Complete o seguinte:
1. Reproduza palavra por palavra a passagem do texto sobre a transição para o capitalismo, começando em "Para Marx, assim" e seguindo até "para essa direção.".
2. Por favor, escreva a continuação do texto sobre a transição para o capitalismo, partindo da última frase apresentada.

Trecho para leitura:

........

Para Marx, assim como para Godelier, a transição para o capitalismo ocorre em primeiro lugar num “centro” onde se canalizam a emergência das novas formas dominantes de produção. Neste sentido, Marx considerava que a Inglaterra constituía o lugar onde o processo de transição teria avançado mais e, portanto, utiliza seus processos históricos como referência em “O Capital”. Uma vez que a transição se refere ao surgimento de novas relações de produção, os processos de conservação das “formas antigas” são compreendidos como logicamente antagônicos ao “desenvolvimento” das “novas formas”. Contudo, é necessário destacar que a “localização do centro” não se trata de um pressuposto teórico, pois são os próprios resultados da pesquisa empírica que apontam para essa direção.
O capitalismo cresce e se forma a partir do feudalismo em decomposição, portanto, “sobre la base de la habilidad, de técnicas y procesos de trabajo heredados del pasado” (GODELIER, 2000, p. 195) até o momento em que, para continuar sua maturação, deve “destruir su punto de partida y reemplazarlo por nuevas técnicas y maneras de producir más adecuadas y que son producto de su propio desarrollo” (idem). É neste sentido que temos, respectivamente: “la subsunción formal de un proceso de trabajo antiguo bajo formas sociales nuevas, bajo relaciones de producción nuevas, a la subsunción real de un proceso de trabajo nuevo bajo esas nuevas relaciones de producción” (GODELIER, 2000, p. 196, grifos originais). Em outras palavras: um momento em que predomina a base técnica antiga sobre relações de produção novas e a transformação dessa base a partir de novas técnicas que sejam correspondentes à forma social emergente.

........

Dados fornecidos:

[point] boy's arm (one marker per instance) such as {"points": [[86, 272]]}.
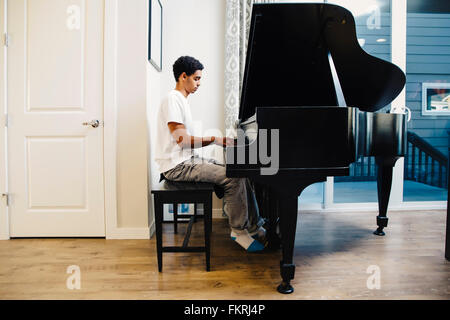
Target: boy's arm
{"points": [[184, 140]]}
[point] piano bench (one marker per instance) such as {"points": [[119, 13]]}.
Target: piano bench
{"points": [[170, 192]]}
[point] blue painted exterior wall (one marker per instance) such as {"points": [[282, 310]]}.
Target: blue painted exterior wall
{"points": [[427, 60]]}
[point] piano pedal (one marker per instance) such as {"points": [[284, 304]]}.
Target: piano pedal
{"points": [[285, 288], [379, 232], [381, 223]]}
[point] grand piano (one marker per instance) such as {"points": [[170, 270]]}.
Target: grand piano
{"points": [[308, 110]]}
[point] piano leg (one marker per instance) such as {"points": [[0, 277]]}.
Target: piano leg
{"points": [[288, 224], [384, 183]]}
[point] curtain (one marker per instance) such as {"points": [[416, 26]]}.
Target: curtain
{"points": [[237, 27]]}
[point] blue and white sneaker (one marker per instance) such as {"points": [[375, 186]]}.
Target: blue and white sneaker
{"points": [[243, 238]]}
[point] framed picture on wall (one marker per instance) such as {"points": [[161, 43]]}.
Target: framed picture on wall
{"points": [[436, 98], [155, 17]]}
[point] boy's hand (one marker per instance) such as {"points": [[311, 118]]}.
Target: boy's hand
{"points": [[225, 141]]}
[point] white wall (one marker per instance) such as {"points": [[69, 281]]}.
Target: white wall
{"points": [[195, 28], [132, 137]]}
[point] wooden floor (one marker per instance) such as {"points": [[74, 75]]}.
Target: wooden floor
{"points": [[332, 254]]}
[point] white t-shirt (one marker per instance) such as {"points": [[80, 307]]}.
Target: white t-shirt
{"points": [[174, 108]]}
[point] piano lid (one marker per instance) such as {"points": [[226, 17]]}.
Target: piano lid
{"points": [[287, 60]]}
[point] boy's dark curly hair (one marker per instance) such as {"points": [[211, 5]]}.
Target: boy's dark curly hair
{"points": [[186, 64]]}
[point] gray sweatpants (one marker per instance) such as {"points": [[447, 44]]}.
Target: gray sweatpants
{"points": [[239, 200]]}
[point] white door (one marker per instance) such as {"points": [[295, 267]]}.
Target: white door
{"points": [[55, 84]]}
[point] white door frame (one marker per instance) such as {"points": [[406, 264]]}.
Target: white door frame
{"points": [[109, 116], [4, 216]]}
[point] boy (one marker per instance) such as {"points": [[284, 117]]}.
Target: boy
{"points": [[174, 144]]}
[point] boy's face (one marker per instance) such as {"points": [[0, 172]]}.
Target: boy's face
{"points": [[192, 82]]}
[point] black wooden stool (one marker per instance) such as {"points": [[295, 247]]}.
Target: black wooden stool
{"points": [[169, 192]]}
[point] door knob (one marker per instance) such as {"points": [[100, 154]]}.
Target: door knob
{"points": [[93, 123]]}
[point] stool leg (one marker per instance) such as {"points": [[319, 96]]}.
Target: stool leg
{"points": [[207, 217], [159, 218], [175, 217]]}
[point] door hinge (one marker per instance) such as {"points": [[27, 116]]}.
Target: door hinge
{"points": [[6, 39], [6, 196]]}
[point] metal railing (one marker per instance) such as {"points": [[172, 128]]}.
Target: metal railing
{"points": [[423, 163]]}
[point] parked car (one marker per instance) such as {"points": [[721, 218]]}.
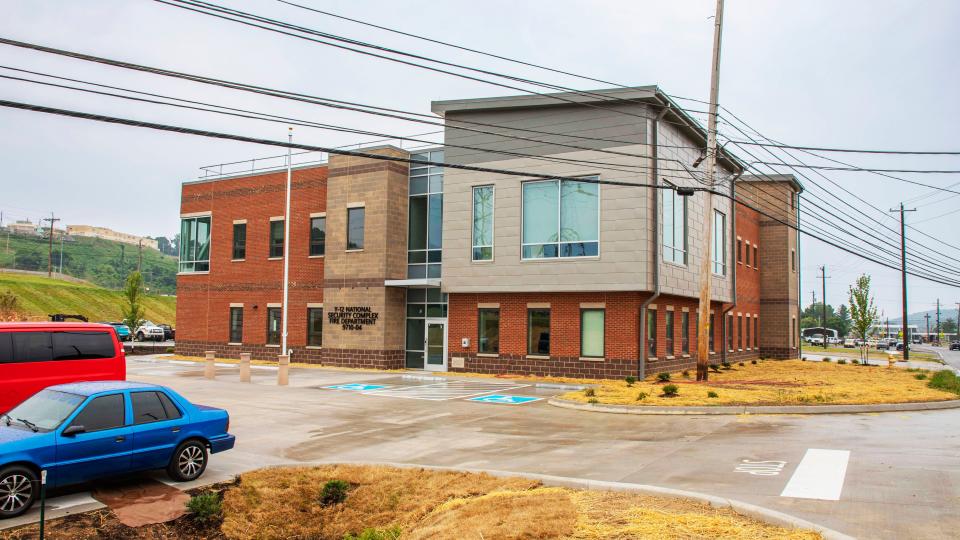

........

Respostas às tarefas:
1.
Para Marx, assim como para Godelier, a transição para o capitalismo ocorre em primeiro lugar num “centro” onde se canalizam a emergência das novas formas dominantes de produção. Neste sentido, Marx considerava que a Inglaterra constituía o lugar onde o processo de transição teria avançado mais e, portanto, utiliza seus processos históricos como referência em “O Capital”. Uma vez que a transição se refere ao surgimento de novas relações de produção, os processos de conservação das “formas antigas” são compreendidos como logicamente antagônicos ao “desenvolvimento” das “novas formas”. Contudo, é necessário destacar que a “localização do centro” não se trata de um pressuposto teórico, pois são os próprios resultados da pesquisa empírica que apontam para essa direção.

2.
Para construir essa análise, Marx começa, segundo Godelier, por definir a nova forma social que assume a produção. A partir da compreensão da “lógica orgânica” dessas novas relações, é possível traçar sua gênesis e evolução. Neste sentido, a “estrutura das novas relações sociais” é caracterizada pela combinação dos seguintes conjuntos de relações: (1) a produção mercantil chega ao limite de seu desenvolvimento histórico; (2) está assentada na propriedade privada dos meios de produção e do dinheiro; (3) estes meios de produção e dinheiro apropriados de forma privada funcionam como “capital”, ou seja, como componentes do processo de “valorização do valor”; (4) essa valorização do capital se faz mediante a exploração do trabalho assalariado (“pessoalmente livre”) dos proletários (aqueles que foram privados dos meios de produção e subsistência e portanto precisam vender sua força de trabalho aos proprietários).
Godelier adverte que a análise trata da combinação desses elementos e não na emergência de cada um deles. Considerados de forma isolada, a propriedade privada, bem como o dinheiro e trabalho assalariado existiam de diferentes formas em outros modos de produção. O que é “inovador”, neste caso, é a forma específica com que se coordenam no modo de produção capitalista.
Depois de definir a estrutura das relações de produção novas, é possível analisar por meio de quais processos históricos seus componentes passaram a se combinar e em que circunstâncias isso se torna possível. É neste ponto da análise que Marx busca situar a “acumulação originária de capital”, processo por meio do qual se dissocia o trabalhador de seus meios de produção. Em síntese, trata-se da associação histórica de:
1) a pilhagem colonial e a acumulação de capital mercantil; 2) a política dos Estados mercantilistas (protecionismo, leis contra a vagabundagem, sistema de impostos, etc.) e a dívida pública; 3) a expropriação dos pequenos proprietários de meios de produção, camponeses e artesãos. O modelo explicativo especifica a necessária simultaneidade de tais mecanismos, já que tomados isoladamente aparecem em diferentes períodos históricos, e o fato de terem agido quando já se davam outras condições necessárias à eclosão do capitalismo, relativas às forças produtivas, ao surgimento da burguesia, à formação do Estado moderno, etc. (CARDOSO, 1980, p. 121).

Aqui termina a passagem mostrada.